_TEXT PASSAGE_:
#####

After that, your priority is your patients. Do they have what they need? If you can’t meet those needs is there someone on your team who can? After your patients come to your teammates, are they having their needs met so they can do their work well?

Nowhere on the list of things that you need to be attending to are the needs of other teams and their patients. Unless there’s an emergency anything going on that is off your personal task list is none of your business.

That is not where you’ve been asked to be and that is not where you’re being paid to be.

While you weren’t wrong to be helping out where you saw needs, you aren’t going to be punished for no longer offering that help.

No one is going to think less of you. If the guilt gets to the point that it’s impeding your ability to work then you may want to consider talking to a therapist about setting healthier boundaries when it comes to things like giving your time and energy.

Make sure you’re taking care of yourself. Get yourself your favorite snack, watch your favorite movie, and do what you need to recharge between shifts.” Chimalma

Another User Comments:

“You need to make a report to your safeguarding lead.

#####

_DATA EXCERPT_:
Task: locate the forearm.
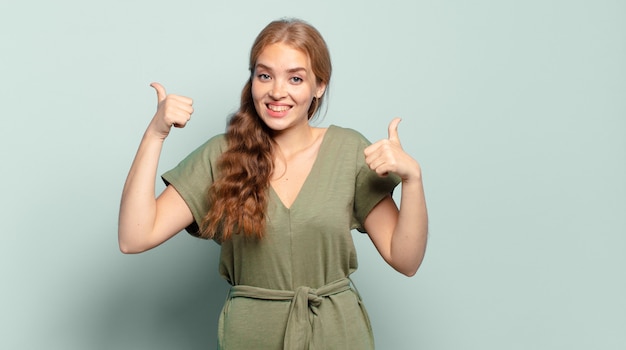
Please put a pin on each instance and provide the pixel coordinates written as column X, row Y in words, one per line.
column 138, row 204
column 408, row 243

#####

_TASK_:
Update the workplace advice from "No one is going" to "your safeguarding lead.", replacing "therapist" with "counselor".

_ANSWER TO THE PROBLEM_:
No one is going to think less of you. If the guilt gets to the point that it’s impeding your ability to work then you may want to consider talking to a counselor about setting healthier boundaries when it comes to things like giving your time and energy.

Make sure you’re taking care of yourself. Get yourself your favorite snack, watch your favorite movie, and do what you need to recharge between shifts.” Chimalma

Another User Comments:

“You need to make a report to your safeguarding lead.